SELECTED EXTRACT:
▶

# Deleting personal information from FreeBSD mailing list.



## bbrock (Jan 14, 2014)

I have an unusual problem - as a teenager I wrote some embarassing posts asking for help with kernel compilation on the FreeBSD mailing list. I was stupid enough to sign it with my real name and now people make jokes about it in my work.  :r  I really have enough of it. I succesfully removed the posts from mailing list mirrors on the web, but they periodicaly copy everything from the main list hosted by FreeBSD. So the only way is to delete it from here. I tried to contact kuriyama@FreeBSD.org asking for help with no response. 

Do you have any ideas how to remove my personal info?


----------



## worldi (Jan 14, 2014)

Removing such data from the Internet is not possible. There are thousands of people who received copies of your posts and every single one of them might set up a new mailing list mirror at any time.

The real problem is not that you've posted something to a mailing list but that your coworkers are idiots.


----------



## bbrock (Jan 14, 2014)

I understand that it might be never possible to delete it from everyone. But I believe it is possible to 1) remove the source info 2) ask people to remove the copies. I succeeded with 2), there are currently only a couple of mirrors on the google left. The problem is 1) . And it is not very likely that someone will suddenly dig up the old hdd and put some messages from 2000 on the web. So I am willing to take a risk.

◀

JOB 1:
In the forum thread, which address did bbrock write to for help?
JOB 2:
Repeat the part of the forum thread that opens with the words containing "I understand that" and closes with "take a risk.".
JOB 3:
Carry on the forum thread about removing old posts from the FreeBSD mailing list from where it stops.
The items have no connection to the forum thread.

GIVEN RECORDS:
▶

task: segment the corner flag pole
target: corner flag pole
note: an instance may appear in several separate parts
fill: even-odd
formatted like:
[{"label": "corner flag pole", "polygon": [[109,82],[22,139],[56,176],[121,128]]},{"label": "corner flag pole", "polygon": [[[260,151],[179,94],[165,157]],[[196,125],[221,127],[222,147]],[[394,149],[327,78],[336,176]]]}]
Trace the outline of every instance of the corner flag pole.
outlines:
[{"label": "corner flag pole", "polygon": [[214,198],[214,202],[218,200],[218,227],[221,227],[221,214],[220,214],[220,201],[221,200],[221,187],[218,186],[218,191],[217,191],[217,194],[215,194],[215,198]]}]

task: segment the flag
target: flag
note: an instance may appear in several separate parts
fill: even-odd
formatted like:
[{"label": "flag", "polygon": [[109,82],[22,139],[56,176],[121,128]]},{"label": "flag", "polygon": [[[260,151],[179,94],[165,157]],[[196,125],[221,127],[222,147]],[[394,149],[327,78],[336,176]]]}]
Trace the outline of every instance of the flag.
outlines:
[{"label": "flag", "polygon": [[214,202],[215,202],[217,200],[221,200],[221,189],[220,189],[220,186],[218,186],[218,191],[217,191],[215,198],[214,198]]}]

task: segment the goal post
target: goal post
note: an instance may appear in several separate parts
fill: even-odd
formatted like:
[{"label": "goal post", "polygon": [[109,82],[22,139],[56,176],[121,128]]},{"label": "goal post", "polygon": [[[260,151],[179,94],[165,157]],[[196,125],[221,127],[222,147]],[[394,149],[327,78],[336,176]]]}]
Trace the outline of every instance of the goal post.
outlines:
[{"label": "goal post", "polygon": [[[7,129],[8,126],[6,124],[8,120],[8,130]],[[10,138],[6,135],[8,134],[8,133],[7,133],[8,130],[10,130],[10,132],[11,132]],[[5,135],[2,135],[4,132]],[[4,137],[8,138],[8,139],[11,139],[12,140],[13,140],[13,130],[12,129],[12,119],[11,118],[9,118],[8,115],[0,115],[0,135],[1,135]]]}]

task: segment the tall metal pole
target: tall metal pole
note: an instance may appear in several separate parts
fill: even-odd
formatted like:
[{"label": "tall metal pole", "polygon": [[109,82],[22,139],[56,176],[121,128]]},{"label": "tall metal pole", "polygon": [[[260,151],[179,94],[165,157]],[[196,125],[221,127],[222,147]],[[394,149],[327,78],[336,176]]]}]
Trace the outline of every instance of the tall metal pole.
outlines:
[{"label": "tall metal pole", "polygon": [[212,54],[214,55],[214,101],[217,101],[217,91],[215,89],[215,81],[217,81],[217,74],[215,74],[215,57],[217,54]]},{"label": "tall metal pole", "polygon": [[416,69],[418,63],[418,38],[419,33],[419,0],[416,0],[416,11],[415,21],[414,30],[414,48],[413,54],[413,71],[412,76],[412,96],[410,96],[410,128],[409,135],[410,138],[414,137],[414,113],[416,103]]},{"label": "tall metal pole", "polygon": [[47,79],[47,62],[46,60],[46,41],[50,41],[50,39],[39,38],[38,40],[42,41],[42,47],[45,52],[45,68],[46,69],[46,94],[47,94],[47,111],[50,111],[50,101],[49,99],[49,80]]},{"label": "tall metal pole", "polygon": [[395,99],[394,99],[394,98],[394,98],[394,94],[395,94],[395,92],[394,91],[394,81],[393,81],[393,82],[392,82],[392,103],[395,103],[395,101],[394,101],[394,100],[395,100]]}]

◀

WRITTEN REPLY 1:
bbrock wrote to kuriyama@FreeBSD.org and got no response.

WRITTEN REPLY 2:
I understand that it might be never possible to delete it from everyone. But I believe it is possible to 1) remove the source info 2) ask people to remove the copies. I succeeded with 2), there are currently only a couple of mirrors on the google left. The problem is 1) . And it is not very likely that someone will suddenly dig up the old hdd and put some messages from 2000 on the web. So I am willing to take a risk.

WRITTEN REPLY 3:
And yes, I know that my coworkers are idiots, but I generally like my job and don*'*t want to change it.

Anyone know how to effectively reach FreeBSD mailing list admins?


----------



## ShelLuser (Jan 14, 2014)

Sorry if I'm side-tracking the thread a bit (not my sole intention) but I don't understand the problem. I mean; hasn't the damage already been done? Your co-workers already know about those posts, they're already teasing you, so I don't understand how removing that information is going to change things.

In fact; I think you should reconsider. Think about it: if those guys are really the "teenager-minded" people you claim them to be, then going over all this trouble to make this work is most likely only going to fuel their efforts even more. I can picture it now:



			
				ShelLuser's imagination said:
			
		

> Ah, so you removed your stuff from the Innernets eh? Welcome to the age of backups! Guys, you got to read this! You know what? I'll mail this copy to the whole department; they'll have a blast!


_That_ is a serious risk here in my opinion, because by going through all this trouble you're basically admitting to them that you're affected by their childish behaviour. And that is usually just the signal some of those immature people need.

Just my 2 cents.


----------



## SirDice (Jan 15, 2014)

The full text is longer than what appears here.